Exercise brief
Could you reproduce the entries exactly, omitting every picture?

Data entries:
BEGIN

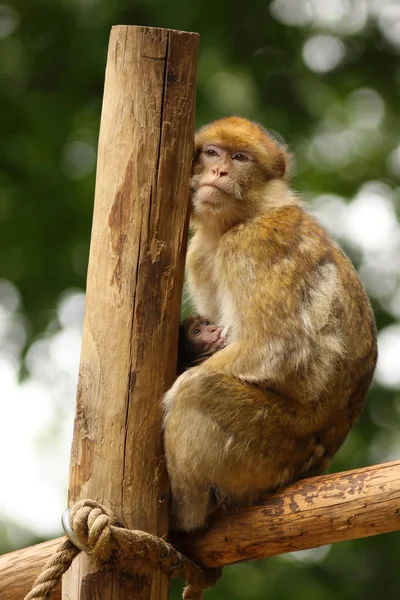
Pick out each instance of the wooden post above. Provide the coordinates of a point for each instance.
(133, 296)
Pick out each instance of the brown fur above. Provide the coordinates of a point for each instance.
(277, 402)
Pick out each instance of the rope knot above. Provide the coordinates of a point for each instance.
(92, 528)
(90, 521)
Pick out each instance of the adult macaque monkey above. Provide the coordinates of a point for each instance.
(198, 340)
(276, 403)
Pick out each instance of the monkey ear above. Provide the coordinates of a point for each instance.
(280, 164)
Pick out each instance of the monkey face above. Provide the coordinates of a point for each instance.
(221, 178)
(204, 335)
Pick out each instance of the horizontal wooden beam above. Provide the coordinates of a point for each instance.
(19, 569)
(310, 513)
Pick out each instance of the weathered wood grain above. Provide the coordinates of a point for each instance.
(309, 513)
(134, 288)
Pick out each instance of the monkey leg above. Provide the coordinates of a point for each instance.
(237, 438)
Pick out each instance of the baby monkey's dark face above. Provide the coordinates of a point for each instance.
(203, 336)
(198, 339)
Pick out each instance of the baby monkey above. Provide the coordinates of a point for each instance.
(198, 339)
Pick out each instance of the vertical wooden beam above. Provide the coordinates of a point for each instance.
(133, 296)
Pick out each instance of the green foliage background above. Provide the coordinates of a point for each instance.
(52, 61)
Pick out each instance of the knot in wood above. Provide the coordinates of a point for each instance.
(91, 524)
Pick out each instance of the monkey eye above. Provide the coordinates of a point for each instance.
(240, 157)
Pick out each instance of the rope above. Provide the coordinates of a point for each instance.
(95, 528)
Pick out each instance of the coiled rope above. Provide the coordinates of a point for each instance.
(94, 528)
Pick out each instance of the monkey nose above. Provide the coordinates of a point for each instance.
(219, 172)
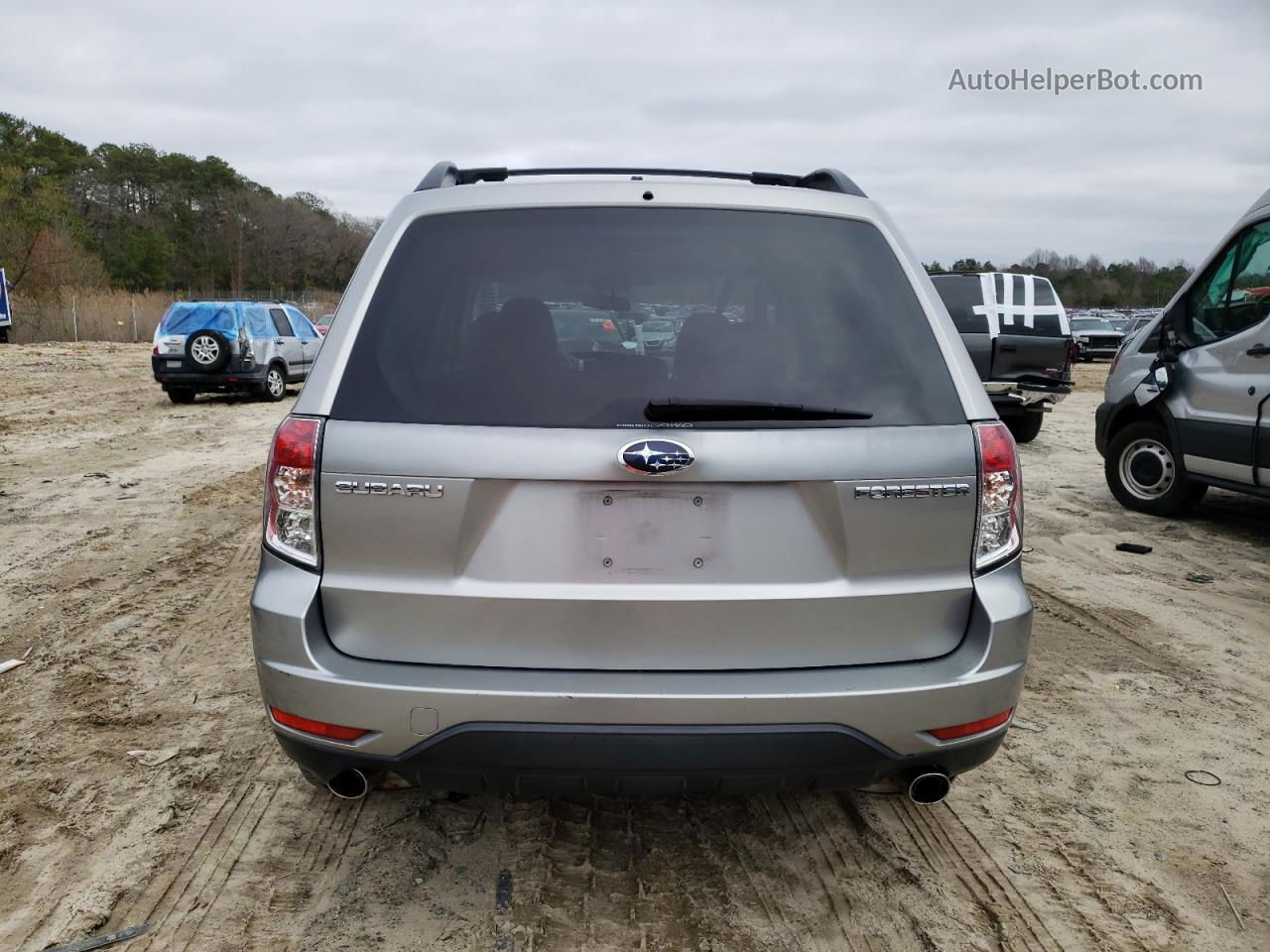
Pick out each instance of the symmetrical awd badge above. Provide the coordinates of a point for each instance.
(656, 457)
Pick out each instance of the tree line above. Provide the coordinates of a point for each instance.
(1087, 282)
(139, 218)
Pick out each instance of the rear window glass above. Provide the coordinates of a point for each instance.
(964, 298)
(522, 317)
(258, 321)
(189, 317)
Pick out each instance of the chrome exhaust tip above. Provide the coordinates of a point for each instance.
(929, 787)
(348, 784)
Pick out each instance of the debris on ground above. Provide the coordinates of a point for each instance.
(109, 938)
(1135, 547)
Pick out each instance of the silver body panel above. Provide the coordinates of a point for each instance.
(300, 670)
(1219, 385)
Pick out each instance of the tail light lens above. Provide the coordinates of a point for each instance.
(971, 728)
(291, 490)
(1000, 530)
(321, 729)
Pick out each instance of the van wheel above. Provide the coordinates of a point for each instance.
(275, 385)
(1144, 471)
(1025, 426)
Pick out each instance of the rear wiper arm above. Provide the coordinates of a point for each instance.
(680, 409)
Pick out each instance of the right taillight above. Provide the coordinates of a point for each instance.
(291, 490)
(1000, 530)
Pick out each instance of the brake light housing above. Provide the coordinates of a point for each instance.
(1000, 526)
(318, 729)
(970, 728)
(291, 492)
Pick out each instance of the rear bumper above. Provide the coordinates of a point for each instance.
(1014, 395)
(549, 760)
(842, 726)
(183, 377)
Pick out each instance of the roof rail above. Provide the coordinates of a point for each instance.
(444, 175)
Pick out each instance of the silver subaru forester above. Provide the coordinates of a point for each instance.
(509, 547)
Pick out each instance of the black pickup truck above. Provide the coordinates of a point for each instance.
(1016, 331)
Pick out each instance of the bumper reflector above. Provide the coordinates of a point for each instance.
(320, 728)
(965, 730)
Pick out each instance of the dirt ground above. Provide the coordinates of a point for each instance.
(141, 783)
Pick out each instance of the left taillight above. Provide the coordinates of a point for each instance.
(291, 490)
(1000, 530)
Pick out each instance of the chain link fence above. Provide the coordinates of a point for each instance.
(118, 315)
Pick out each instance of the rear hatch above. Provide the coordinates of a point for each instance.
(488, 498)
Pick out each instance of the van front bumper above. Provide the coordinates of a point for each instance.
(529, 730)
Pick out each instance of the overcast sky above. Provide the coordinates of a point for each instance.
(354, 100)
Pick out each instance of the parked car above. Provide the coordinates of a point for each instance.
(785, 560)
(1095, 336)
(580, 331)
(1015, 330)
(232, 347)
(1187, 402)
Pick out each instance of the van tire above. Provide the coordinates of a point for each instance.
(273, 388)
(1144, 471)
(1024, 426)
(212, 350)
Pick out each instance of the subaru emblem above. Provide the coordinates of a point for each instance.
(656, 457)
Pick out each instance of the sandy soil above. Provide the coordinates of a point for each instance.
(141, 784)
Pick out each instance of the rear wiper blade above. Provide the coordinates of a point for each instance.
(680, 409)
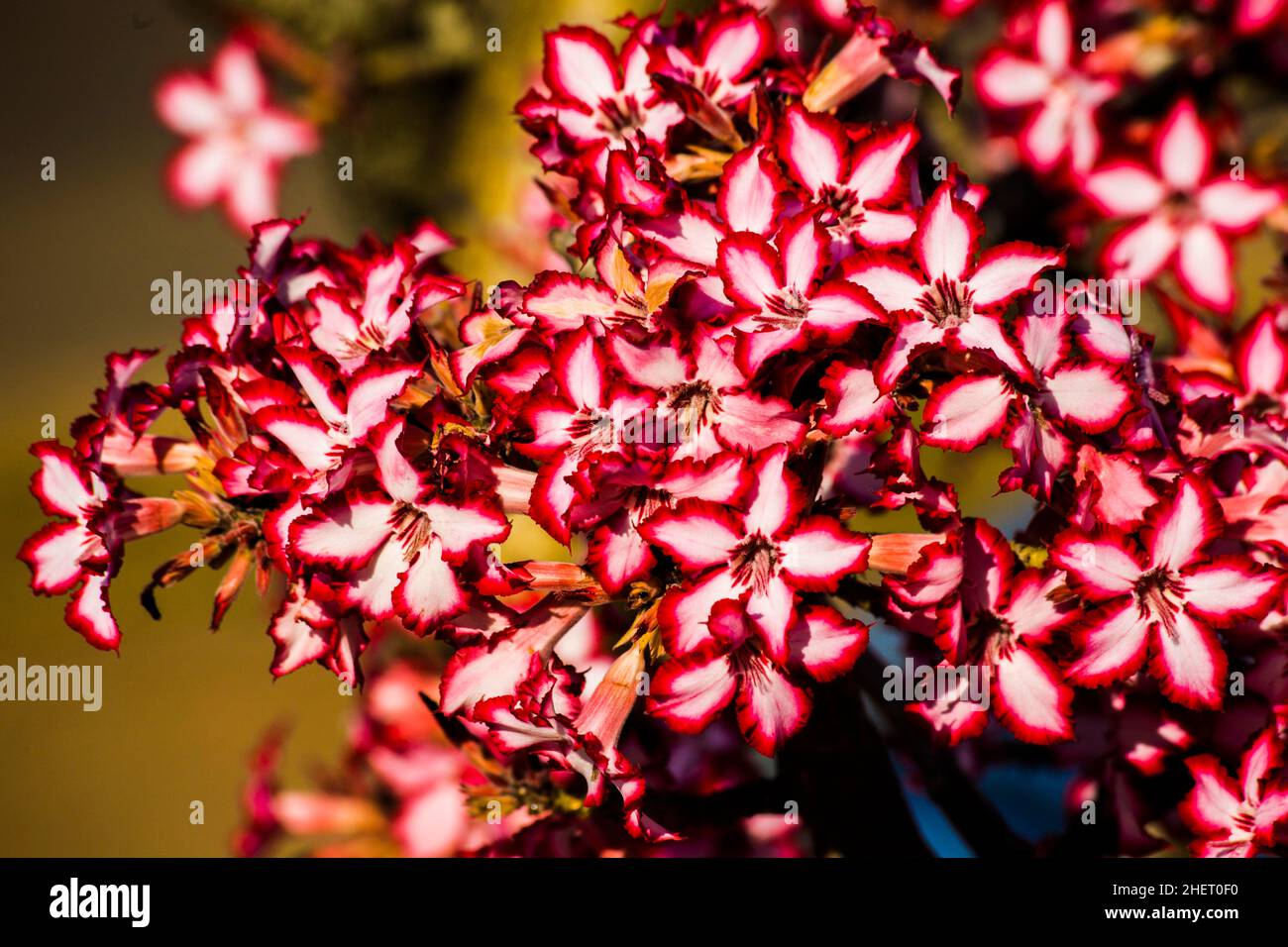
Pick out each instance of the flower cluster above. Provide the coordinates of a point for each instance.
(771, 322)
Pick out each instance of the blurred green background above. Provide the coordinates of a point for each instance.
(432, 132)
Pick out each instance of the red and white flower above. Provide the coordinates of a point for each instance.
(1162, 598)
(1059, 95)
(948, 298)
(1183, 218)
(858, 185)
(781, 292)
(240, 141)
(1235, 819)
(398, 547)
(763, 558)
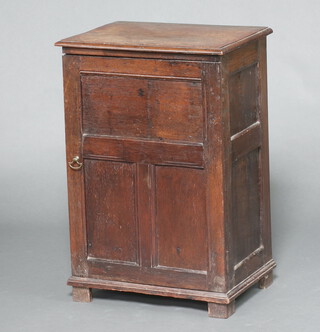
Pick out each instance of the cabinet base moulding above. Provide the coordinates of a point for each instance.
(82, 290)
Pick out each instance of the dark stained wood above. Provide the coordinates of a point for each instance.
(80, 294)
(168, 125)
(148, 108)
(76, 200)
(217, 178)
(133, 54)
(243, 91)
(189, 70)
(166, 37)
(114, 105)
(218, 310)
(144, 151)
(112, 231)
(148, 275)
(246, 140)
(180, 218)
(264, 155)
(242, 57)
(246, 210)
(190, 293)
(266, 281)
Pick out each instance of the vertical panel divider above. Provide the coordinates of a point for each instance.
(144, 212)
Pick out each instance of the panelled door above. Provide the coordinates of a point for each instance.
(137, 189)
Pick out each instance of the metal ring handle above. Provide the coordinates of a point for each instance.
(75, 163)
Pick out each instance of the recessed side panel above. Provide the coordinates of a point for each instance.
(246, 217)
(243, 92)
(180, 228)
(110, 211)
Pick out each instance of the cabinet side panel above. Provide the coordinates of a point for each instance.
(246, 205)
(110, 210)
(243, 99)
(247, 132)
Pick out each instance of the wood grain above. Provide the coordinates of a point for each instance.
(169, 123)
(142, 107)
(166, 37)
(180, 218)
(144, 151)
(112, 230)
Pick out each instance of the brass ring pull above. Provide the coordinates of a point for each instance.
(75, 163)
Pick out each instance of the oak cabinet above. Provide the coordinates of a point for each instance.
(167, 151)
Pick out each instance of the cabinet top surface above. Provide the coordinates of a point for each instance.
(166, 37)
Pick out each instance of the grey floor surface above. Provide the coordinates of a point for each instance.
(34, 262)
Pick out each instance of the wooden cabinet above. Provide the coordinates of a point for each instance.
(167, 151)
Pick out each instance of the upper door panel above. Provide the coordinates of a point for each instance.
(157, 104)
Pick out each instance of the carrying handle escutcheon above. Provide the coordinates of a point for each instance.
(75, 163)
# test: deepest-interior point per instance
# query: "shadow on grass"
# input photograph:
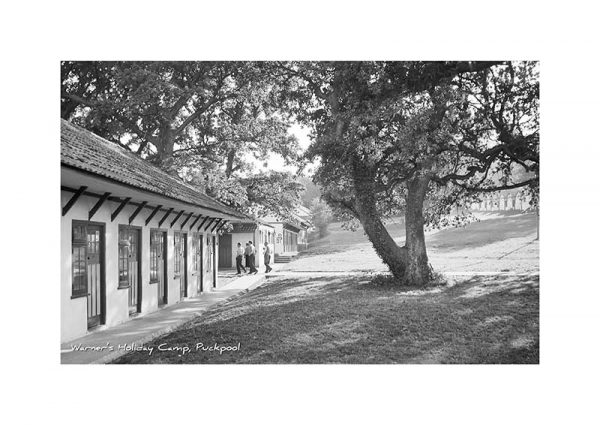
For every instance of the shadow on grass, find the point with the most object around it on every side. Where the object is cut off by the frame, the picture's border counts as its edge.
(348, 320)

END

Answer space
Pick out each instance of the wooden post above. Provide the coordinates of a point for each instance.
(133, 296)
Pick out each instance of the brown fur above. Provide the coordinates of a point for each instance.
(277, 402)
Pick out each instance of the rope knot above. Provide the coordinates of a point for each instance.
(92, 528)
(90, 521)
Pick out each instance of the adult macaque monkey above. Provide the coordinates of a point for each instance.
(198, 340)
(276, 403)
Pick out each instance of the monkey ear above. Provide the coordinates of a point for each instance.
(280, 164)
Pick out each instance of the monkey face above. Provide the coordinates of a point for each instance.
(221, 178)
(204, 335)
Pick out each instance of the horizontal wooden beam above. Provide the coordinates of a point for each instance.
(19, 569)
(310, 513)
Pick out each instance of the weathered wood grain above. Provide the coordinates of a point for each instance.
(309, 513)
(134, 288)
Pick out each instance of the monkey leg above. Provide the coordinates of a point for each instance.
(237, 438)
Pick out each instance of the baby monkey's dark face above. Provide the coordinates of a point for each instance.
(203, 336)
(198, 339)
Pick out each instance of the baby monkey above. Provide the coordinates of a point for each instance.
(198, 339)
Pick out each instance of the vertical wooden beam above. Provide the coordinates of a point for each instance.
(133, 296)
Pick out each instance of the green foliage background above. Provide the coordinates of a point for each instance.
(52, 61)
Pick out each instance of the knot in wood above. Provide the coordinates of a point for each instance.
(91, 524)
Pick out each instance of the monkey eye above. Provide the coordinates of a point for each instance.
(240, 157)
Pick out each instance of the rope above. Provide the coordinates of a point for each instance.
(95, 528)
Pick out each instance of the coiled rope above. Provide the coordinates of a point for each instance.
(94, 528)
Pick out each instance of the monkey nose above. Provide the coordinates of a point for each instance.
(219, 172)
Pick out each instance of the symmetrical awd badge above. Provide the coordinates of a point for each instance.
(656, 457)
Pick out each instance of the tree line above. Provide the coordinates of a point for each instance.
(1087, 282)
(139, 218)
Pick out each instance of the rear window glass above. Provide the coordinates of a point for each instance.
(964, 298)
(522, 317)
(258, 321)
(189, 317)
Pick out each instance of the chrome exhaust tip above. Provide the coordinates of a point for each instance.
(929, 787)
(348, 784)
Pick out each instance of the debris on ground above. Provide the coordinates of a point for each instance.
(109, 938)
(1135, 547)
Pick out each instance of the silver body panel above. Provide the coordinates of a point for each instance.
(300, 670)
(1219, 385)
Pick out each instance of the tail light lens above. Provide the coordinates of a point for each instance.
(971, 728)
(291, 490)
(1000, 530)
(321, 729)
Pick out each instance of the van wheel above. Provide the coordinates of a point for each instance.
(275, 385)
(1144, 471)
(1025, 426)
Pick out each instance of the rear wiper arm above. Provide the coordinates of a point for each instance.
(680, 409)
Pick out each instance of the right taillight above. Provide the coordinates of a point for each instance.
(291, 490)
(1000, 530)
Pick out each instance of the brake light housing above. Provide the coordinates of a point for each instance.
(1000, 526)
(318, 729)
(970, 728)
(291, 492)
Pick out each instance of the rear bumper above. Provide the coordinates of a point for each instance.
(1014, 395)
(549, 760)
(842, 726)
(183, 377)
Pick out each instance of the roof rail above. Provide the coordinates of a point for each instance.
(444, 175)
Pick out each instance of the silver subaru forester above. Provide the coordinates of a point for each instance.
(509, 547)
Pick out each instance of the black pickup truck above. Provide the coordinates of a point for each instance.
(1016, 331)
Pick out each instance of the bumper reflector above. Provide the coordinates of a point for each instance.
(320, 728)
(965, 730)
Pick out each instance of the dirt ground above. Provide the coordinates of a point for each instance.
(141, 783)
Pick out each instance of the left taillight above. Provide the coordinates of a point for each instance.
(291, 490)
(1000, 530)
Pick out each instance of the chain link fence above. Provide the coordinates of a point for each instance.
(118, 315)
Pick out each instance of the rear hatch above. Provide the coordinates of a point for each instance.
(488, 498)
Pick out each instance of the van front bumper above. Provide the coordinates of a point for each instance.
(529, 730)
Pick out each instance of the overcast sky above. Provide the coordinates of a point for each instance.
(354, 100)
Pick out each instance of the parked car above. Provide the coordinates of a point for each instance.
(785, 560)
(1095, 336)
(580, 331)
(1015, 330)
(232, 347)
(1187, 402)
Pick out each instance of the van tire above. Provide the coordinates of a point for each instance.
(273, 388)
(1144, 471)
(1024, 426)
(212, 350)
Pick out each instance of the subaru emblem above. Provide the coordinates of a point for each instance.
(656, 457)
Pick out each instance of the sandy soil above. Provide the coordinates of a point for each instance.
(141, 784)
Pick out each instance of the rear wiper blade above. Provide the coordinates of a point for each instance.
(680, 409)
Pick out each instance of the flower cluster above. Provide the coordinates of a point for each instance.
(771, 322)
Pick out each instance of the blurred green background above. Provide the coordinates of a point for each instance.
(432, 132)
Pick out each instance of the red and white flower above. Provide the coordinates of a point for each instance.
(1162, 598)
(1059, 95)
(948, 298)
(1183, 218)
(858, 185)
(781, 292)
(240, 141)
(1235, 819)
(398, 547)
(763, 558)
Pick out each instance of the cabinet base moulding above. Provide the coordinates of a point for each instance.
(82, 290)
Pick out each instance of the dark stained wood above. Provide the coordinates of a point for each instance.
(80, 294)
(168, 125)
(148, 108)
(76, 200)
(217, 178)
(133, 54)
(243, 91)
(189, 70)
(166, 37)
(114, 105)
(218, 310)
(144, 151)
(112, 231)
(148, 275)
(246, 140)
(180, 218)
(264, 155)
(242, 57)
(246, 210)
(190, 293)
(266, 281)
Pick out each instance of the vertical panel divider above. Provide the coordinates of a point for each instance.
(144, 212)
Pick out each instance of the panelled door above. Provide the coordinates of a point for each instance.
(137, 189)
Pick out each instance of the metal ring handle above. Provide the coordinates of a point for each instance.
(75, 163)
Pick out each instance of the recessed side panel above. Provide the coordinates of a point for each instance.
(246, 217)
(243, 92)
(180, 228)
(110, 211)
Pick out each instance of the cabinet side panel above. Provide the coordinates of a point for each instance.
(246, 205)
(110, 210)
(243, 99)
(247, 132)
Pick out each instance of the wood grain above. Provide the coordinates of a point for each instance.
(169, 123)
(142, 107)
(166, 37)
(180, 218)
(144, 151)
(112, 230)
Pick out each instance of the brass ring pull above. Provide the coordinates of a point for each instance.
(75, 163)
Pick out each instance of the oak cabinet above. Provide the coordinates of a point for each instance.
(167, 151)
Pick out each instance of the cabinet top surface above. Provide the coordinates of a point for each instance.
(166, 37)
Pick out each instance of the grey floor surface above. Provide the coordinates of a point for each instance.
(34, 262)
Pick out each instance of the wooden cabinet above. Provide the coordinates of a point for each instance.
(167, 151)
Pick out each instance of the upper door panel above. Provide the coordinates of a point for each instance.
(157, 104)
Pick out each instance of the carrying handle escutcheon above. Provide the coordinates of a point for each instance.
(75, 163)
# test: deepest-interior point per instance
# query: "shadow on grass"
# input photograph:
For every instance of the shadow on grass, find the point with the most object around it on every side. Where the object is cut off by the frame, the picture's border counts as its edge.
(348, 320)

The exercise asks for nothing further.